Output the records exactly as they appear, with no pictures included.

»»

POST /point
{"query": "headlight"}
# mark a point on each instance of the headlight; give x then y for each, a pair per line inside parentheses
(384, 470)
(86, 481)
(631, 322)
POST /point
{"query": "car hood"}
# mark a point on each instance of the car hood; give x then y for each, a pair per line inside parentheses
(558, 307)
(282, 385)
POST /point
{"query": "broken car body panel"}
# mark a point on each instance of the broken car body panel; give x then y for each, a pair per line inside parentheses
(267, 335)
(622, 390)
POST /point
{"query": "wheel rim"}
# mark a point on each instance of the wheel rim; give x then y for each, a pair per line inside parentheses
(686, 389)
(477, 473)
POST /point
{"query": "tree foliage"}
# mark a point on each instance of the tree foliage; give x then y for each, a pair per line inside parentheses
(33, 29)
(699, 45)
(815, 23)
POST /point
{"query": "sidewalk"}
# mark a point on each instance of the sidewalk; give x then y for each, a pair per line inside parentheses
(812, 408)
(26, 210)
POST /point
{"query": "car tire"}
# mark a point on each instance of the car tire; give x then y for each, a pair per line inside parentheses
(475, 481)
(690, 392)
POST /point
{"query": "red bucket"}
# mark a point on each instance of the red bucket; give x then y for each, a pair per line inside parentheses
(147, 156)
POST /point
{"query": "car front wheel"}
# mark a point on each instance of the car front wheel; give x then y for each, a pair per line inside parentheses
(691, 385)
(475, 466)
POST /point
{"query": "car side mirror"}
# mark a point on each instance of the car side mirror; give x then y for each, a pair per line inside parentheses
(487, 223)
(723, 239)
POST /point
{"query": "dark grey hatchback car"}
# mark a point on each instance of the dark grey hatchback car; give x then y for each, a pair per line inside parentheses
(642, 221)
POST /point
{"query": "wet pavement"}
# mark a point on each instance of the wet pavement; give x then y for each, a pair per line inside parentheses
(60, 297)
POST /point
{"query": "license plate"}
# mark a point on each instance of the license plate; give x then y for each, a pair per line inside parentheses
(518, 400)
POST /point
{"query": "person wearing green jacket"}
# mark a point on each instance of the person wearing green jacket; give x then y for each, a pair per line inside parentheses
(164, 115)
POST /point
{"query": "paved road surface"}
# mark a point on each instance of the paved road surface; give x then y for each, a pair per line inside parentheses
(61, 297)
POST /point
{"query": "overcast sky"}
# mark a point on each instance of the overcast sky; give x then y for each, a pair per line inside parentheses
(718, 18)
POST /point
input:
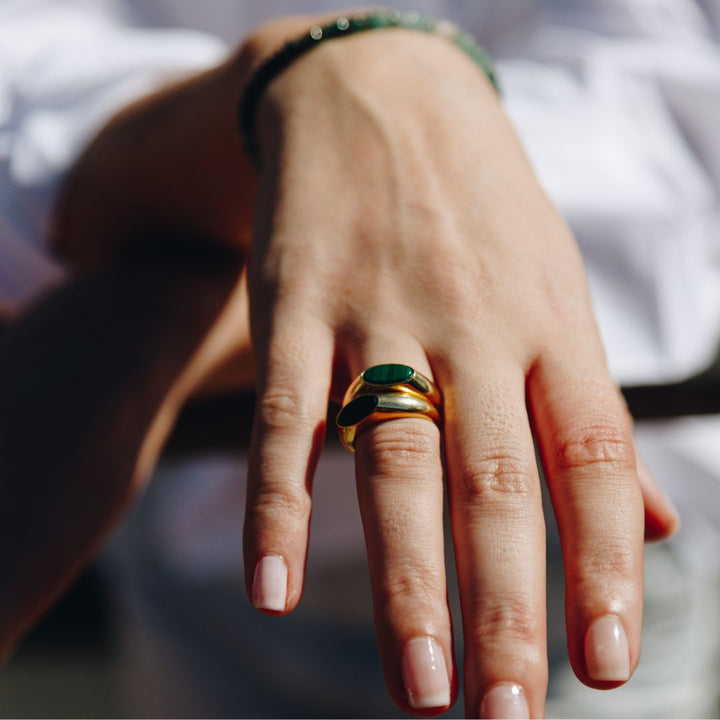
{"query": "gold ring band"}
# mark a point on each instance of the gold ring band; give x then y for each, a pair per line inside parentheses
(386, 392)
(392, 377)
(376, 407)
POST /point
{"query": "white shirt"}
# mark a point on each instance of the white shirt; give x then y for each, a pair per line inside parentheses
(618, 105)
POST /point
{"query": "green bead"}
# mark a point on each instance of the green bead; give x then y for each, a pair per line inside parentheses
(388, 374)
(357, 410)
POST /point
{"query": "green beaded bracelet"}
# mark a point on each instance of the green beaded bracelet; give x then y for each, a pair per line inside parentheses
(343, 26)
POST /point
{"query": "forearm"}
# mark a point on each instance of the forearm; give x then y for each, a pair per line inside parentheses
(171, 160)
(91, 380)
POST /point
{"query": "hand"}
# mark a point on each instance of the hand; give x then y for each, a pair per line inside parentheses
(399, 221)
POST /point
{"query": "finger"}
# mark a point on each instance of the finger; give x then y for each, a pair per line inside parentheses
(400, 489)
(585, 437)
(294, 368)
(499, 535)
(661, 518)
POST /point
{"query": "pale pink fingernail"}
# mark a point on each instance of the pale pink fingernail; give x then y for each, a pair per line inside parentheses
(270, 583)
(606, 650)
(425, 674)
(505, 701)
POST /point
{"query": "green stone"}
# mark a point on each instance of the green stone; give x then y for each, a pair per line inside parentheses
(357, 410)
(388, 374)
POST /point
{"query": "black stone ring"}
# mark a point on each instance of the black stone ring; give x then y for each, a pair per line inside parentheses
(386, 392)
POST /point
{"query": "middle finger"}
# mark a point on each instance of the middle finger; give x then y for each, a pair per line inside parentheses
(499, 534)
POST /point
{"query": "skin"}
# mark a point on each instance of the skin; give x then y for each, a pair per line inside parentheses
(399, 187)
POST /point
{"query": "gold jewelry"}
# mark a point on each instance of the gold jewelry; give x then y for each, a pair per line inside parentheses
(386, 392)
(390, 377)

««

Result of this exercise:
POST /point
{"query": "headlight"}
# mark a point on each instance of the headlight; give x then y for each, a pair per line inside parentheses
(384, 470)
(86, 481)
(631, 322)
POST /point
{"query": "car hood"}
# mark a point on each instance of the car hood; give x then y for each, a pair per line inside parentheses
(558, 307)
(282, 385)
POST /point
{"query": "broken car body panel"}
# mark a point on each instance of the broken car body panel; give x then y for each, a pair per line inside parentheses
(267, 335)
(622, 390)
POST /point
{"query": "wheel rim"}
# mark a point on each instance of the wheel rim; give x then y for each, a pair per line inside parentheses
(686, 389)
(477, 473)
POST /point
{"query": "tree foliage"}
# mark a point on each instance of the tree foliage; give x then y for each, a pair per line inside parentheses
(33, 29)
(699, 45)
(815, 23)
POST /point
{"query": "sidewalk"}
# mark a point on each instance of the sidewalk; give x then y for each, a pair per line inside parentheses
(812, 408)
(26, 210)
POST /point
{"query": "car tire"}
# mark a point on each instance of the car tire; give x then y for each, a pair per line inside parentheses
(475, 481)
(690, 392)
POST /point
{"query": "red bucket"}
# mark a point on each instance of the red bucket; give x then y for each, a pair per line inside parentheses
(147, 156)
POST /point
{"query": "car front wheel"}
# mark a point on each instance of the car front wheel; give x then y for each, a pair per line inside parentheses
(691, 385)
(475, 466)
POST /point
{"query": "car side mirror"}
# mark a point on each instance of the car side mirror; give x then y for each, a pair per line inside parentheses
(487, 223)
(723, 239)
POST /point
{"query": "dark grey hatchback car"}
# mark a point on each instance of the dark grey hatchback car; give x then y for each, a pair per line inside parentheses
(642, 221)
POST /point
{"query": "wet pavement"}
# mark a point on each instance of the wet pavement; give x then y for each, a pair per line inside parentheses
(60, 297)
POST /point
{"query": "license plate"}
# mark a point on each instance of the license plate; give x then y for each, a pair per line inside parentheses
(518, 400)
POST /point
{"query": "person wearing green jacket"}
# mark a point on each instance of the person wearing green jacket; give x then y for each, a pair per line inside parentheses
(164, 115)
POST /point
{"query": "paved road surface"}
# mark a point on each instance of the paved road surface; give x then y for each, a pair per line inside parentheses
(61, 297)
POST /point
{"query": "overcast sky"}
# mark a point on each instance of the overcast sky; give x then y for each, a pair per line inside parentheses
(718, 18)
POST /point
input:
{"query": "gold ring band"}
# mark a point on each instance of the gold ring band; give x then y for each, a pair per line inside parentheses
(386, 392)
(392, 377)
(376, 407)
POST /point
{"query": "white shirt"}
# mark a point on each instance of the white shirt; give x then y for each, a pair per line inside parentheses
(618, 105)
POST /point
{"query": "green bead"}
# mark a point on each instance of the green bead; give x then y for each, a pair per line inside parentheses
(388, 374)
(357, 410)
POST /point
{"query": "green beaded bracelet"}
# mark a point on each instance of the green beaded bracelet; give x then y for each, a pair per line inside parentheses
(343, 26)
POST /point
{"query": "forearm"}
# mark a point on each instance of the forearm; give x then y for each, a pair per line inside parentheses
(171, 160)
(91, 380)
POST /point
{"query": "hand"}
# mark a point on each instance of the hand; give x then y for each, a pair per line inside parentheses
(399, 221)
POST /point
{"query": "finger"}
# mark a point on each instance of the finger; give x then y for each, a pair per line inside parentheses
(400, 489)
(585, 437)
(294, 368)
(499, 535)
(661, 518)
POST /point
{"query": "pale pink fingernail"}
# mark a point on each instance of the pale pink fingernail; give x then y for each, a pair per line inside parentheses
(270, 583)
(606, 650)
(425, 674)
(505, 701)
POST /point
{"query": "green stone"}
# mark a point on each instance of the green stone; give x then y for each, a pair per line inside parentheses
(357, 410)
(388, 374)
POST /point
{"query": "black stone ring"}
# mark a point on each instance of the black stone ring; give x then y for each, a pair per line inside parentheses
(386, 392)
POST /point
{"query": "middle finger"}
# mark a point on each instance of the middle finger; give x then y for each, a pair per line inside parentheses
(499, 534)
POST /point
{"query": "skin"}
# mark a point on each instance of the skin; give x then y for each, a pair per line inside parentheses
(399, 187)
POST /point
{"query": "gold jewelry"}
# mark a point on each instance of the gold jewelry; give x then y for each, a pair per line inside parentheses
(386, 392)
(390, 377)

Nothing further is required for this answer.